**STATED TASK A:**
Print the section of the thread about implementing IS DISTINCT FROM word for word, beginning at the words "Aside from the" and stopping after "and BooleanTest additions.".

--- SELECTED EXTRACT ---

Thread: Suggestions for implementing IS DISTINCT FROM?

Suggestions for implementing IS DISTINCT FROM?

From
Thomas Lockhart
Date:
I'm looking at implementing IS DISTINCT FROM, among other things. It has
the unusual behavior that it compares elements for a tuple by
considering two NULLs to be equal (hence non-distinct) rather than
"unknown". So the rules for comparison seem to be:

a) if the rows compared have different lengths, they are distinct
b) if the rows are both zero-length, they are not distinct
c) otherwise, each element in the row (or a single value on each side of
the comparison) are compared pairwise, with1) if both elements are NULL, they are not distinct2) if one element of the
pairis NULL, they are distinct3) if both elements are NOT NULL and are equal, they are not distinct4) if no pair of
elementsis distinct, the rows are not distinct5) otherwise, the rows are distinct
 

I was thinking to implement this by simply expanding these rules within
gram.y to be a tree of comparison tests. But I think that this does not
generalize properly into allowing tuples or rows to be supplied by
subqueries or other non-literal tuples. So, I'm looking for suggestions
on how to go about implementing this. Should I define a new comparison
node like the AND expression which can directly handle the NULL
behaviors correctly? That would require at least minor changes in the
optimizer and executor. Does another approach come to mind (esp. one
which works ;)?

TIA
                   - Thomas


Re: Suggestions for implementing IS DISTINCT FROM?

From
Tom Lane
Date:
Thomas Lockhart <lockhart@fourpalms.org> writes:
> I'm looking at implementing IS DISTINCT FROM, among other things.
> ...
> I was thinking to implement this by simply expanding these rules within
> gram.y to be a tree of comparison tests.

Please, please, do not do that.  Make a new expression node tree type,
instead.  We've made this mistake before (eg for BETWEEN) and I don't
want to do it again.

Aside from the points you make, a direct expansion approach cannot
reverse-list properly in rules/views, and it will force multiple
evaluations of arguments that should not be multiply evaluated.

Adding a new expression node tree type is not too difficult these days;
see for example Joe Conway's recent NullTest and BooleanTest additions.

I believe the existing expansions of row comparison operators
(makeRowExpr) should be replaced by specialized nodes, too.  That would
give us a shot at implementing row '<', '>' comparisons in a
spec-compliant fashion...
        regards, tom lane


Re: Suggestions for implementing IS DISTINCT FROM?

From
Thomas Lockhart
Date:
> I've actually already done almost all the work for converting BETWEEN to a
> node but I have a couple of questions:
> Should I use a boolean in the node to indicate whether it is SYMMETRIC or
> ASYMMETRIC, or should I use some sort of integer to indicate whether it is
> SYMMETRIC, ASYMMETRIC or DEFAULT (ASYMMETRIC).  That way the reverse in
> rules and views could leave out the ASYMMETRIC if it wasn't specified
> originally, rather than always adding it in.  Which is better?

Great! 

I would use a boolean (or integer) to indicate two possibilities, not
three.

The language specifies what the default should be, and dump programs
could choose to omit the ASYMMETRIC if they choose. imho it is best to
resolve defaults earlier, rather than pushing the resolution deep into
the parser or even farther.

--- DATASET ROWS ---

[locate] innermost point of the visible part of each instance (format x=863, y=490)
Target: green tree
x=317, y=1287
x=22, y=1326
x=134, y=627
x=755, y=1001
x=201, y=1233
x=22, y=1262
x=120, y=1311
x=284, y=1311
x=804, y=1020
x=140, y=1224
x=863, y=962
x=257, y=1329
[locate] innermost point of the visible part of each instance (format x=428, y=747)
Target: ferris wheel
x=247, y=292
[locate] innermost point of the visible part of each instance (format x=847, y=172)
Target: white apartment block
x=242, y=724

---
--- DATASET ROWS ---

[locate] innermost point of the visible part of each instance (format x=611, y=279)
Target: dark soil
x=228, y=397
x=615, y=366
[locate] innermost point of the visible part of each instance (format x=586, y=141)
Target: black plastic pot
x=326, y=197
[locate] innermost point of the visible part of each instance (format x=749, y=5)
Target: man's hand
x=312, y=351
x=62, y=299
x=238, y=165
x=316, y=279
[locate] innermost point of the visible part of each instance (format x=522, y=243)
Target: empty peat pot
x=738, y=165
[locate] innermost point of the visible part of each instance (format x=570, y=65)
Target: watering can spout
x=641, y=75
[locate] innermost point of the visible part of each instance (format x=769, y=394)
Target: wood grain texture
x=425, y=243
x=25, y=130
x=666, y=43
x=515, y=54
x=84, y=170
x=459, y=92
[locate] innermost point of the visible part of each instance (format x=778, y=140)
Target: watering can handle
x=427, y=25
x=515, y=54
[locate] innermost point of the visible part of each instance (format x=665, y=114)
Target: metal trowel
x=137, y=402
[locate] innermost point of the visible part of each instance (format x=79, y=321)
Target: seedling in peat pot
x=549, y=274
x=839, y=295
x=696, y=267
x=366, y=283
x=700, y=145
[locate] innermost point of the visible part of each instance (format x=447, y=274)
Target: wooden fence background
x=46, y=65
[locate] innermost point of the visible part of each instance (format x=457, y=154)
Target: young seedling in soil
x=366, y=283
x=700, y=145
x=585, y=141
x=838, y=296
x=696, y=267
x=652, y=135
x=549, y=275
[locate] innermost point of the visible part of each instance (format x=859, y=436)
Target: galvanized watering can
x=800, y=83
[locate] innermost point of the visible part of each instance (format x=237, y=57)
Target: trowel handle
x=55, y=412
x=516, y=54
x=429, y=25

---
--- DATASET ROWS ---

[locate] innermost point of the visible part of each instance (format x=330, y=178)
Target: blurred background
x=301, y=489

---

**STATED TASK B:**
Render the rows as a JSON list of strings, one string per line. Begin at the line that has "(format x=863, y=490)" and stop after the line that has "x=242, y=724", including both of those lines and leaving out any blank lines.

**CORRECT ANSWER A:**
Aside from the points you make, a direct expansion approach cannot
reverse-list properly in rules/views, and it will force multiple
evaluations of arguments that should not be multiply evaluated.

Adding a new expression node tree type is not too difficult these days;
see for example Joe Conway's recent NullTest and BooleanTest additions.

**CORRECT ANSWER B:**
[
  "[locate] innermost point of the visible part of each instance (format x=863, y=490)",
  "Target: green tree",
  "x=317, y=1287",
  "x=22, y=1326",
  "x=134, y=627",
  "x=755, y=1001",
  "x=201, y=1233",
  "x=22, y=1262",
  "x=120, y=1311",
  "x=284, y=1311",
  "x=804, y=1020",
  "x=140, y=1224",
  "x=863, y=962",
  "x=257, y=1329",
  "[locate] innermost point of the visible part of each instance (format x=428, y=747)",
  "Target: ferris wheel",
  "x=247, y=292",
  "[locate] innermost point of the visible part of each instance (format x=847, y=172)",
  "Target: white apartment block",
  "x=242, y=724"
]